(Entries from a collection)
.....
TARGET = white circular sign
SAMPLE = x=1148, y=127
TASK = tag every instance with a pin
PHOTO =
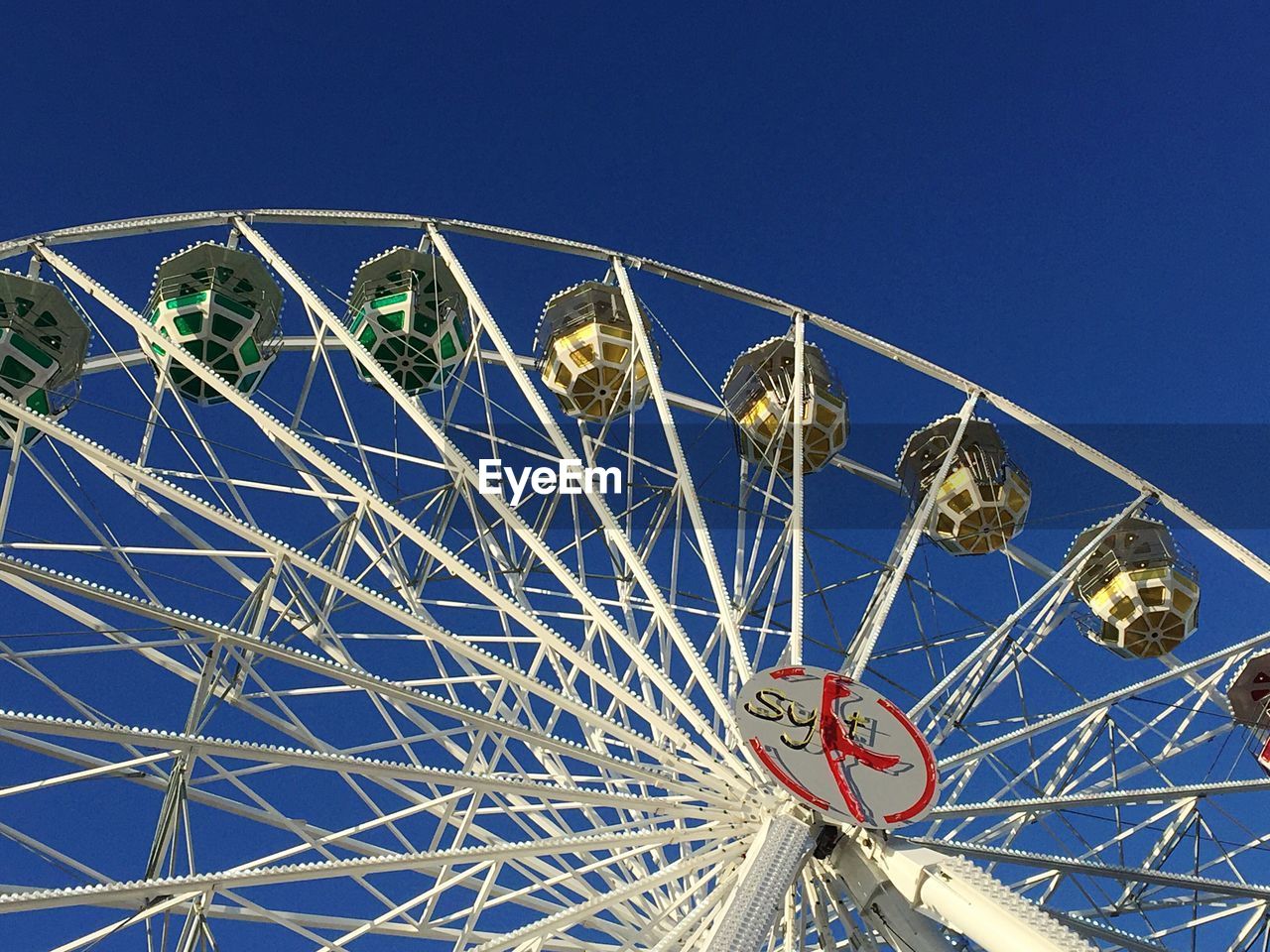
x=838, y=746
.....
Rename "circular" to "round" everywhere in the listing and give the lines again with nothing else changed. Leave the pictures out of your answer.

Written answer ▸
TARGET = white round sign
SAMPLE = x=1148, y=127
TASK = tag every instance with a pin
PHOTO =
x=838, y=746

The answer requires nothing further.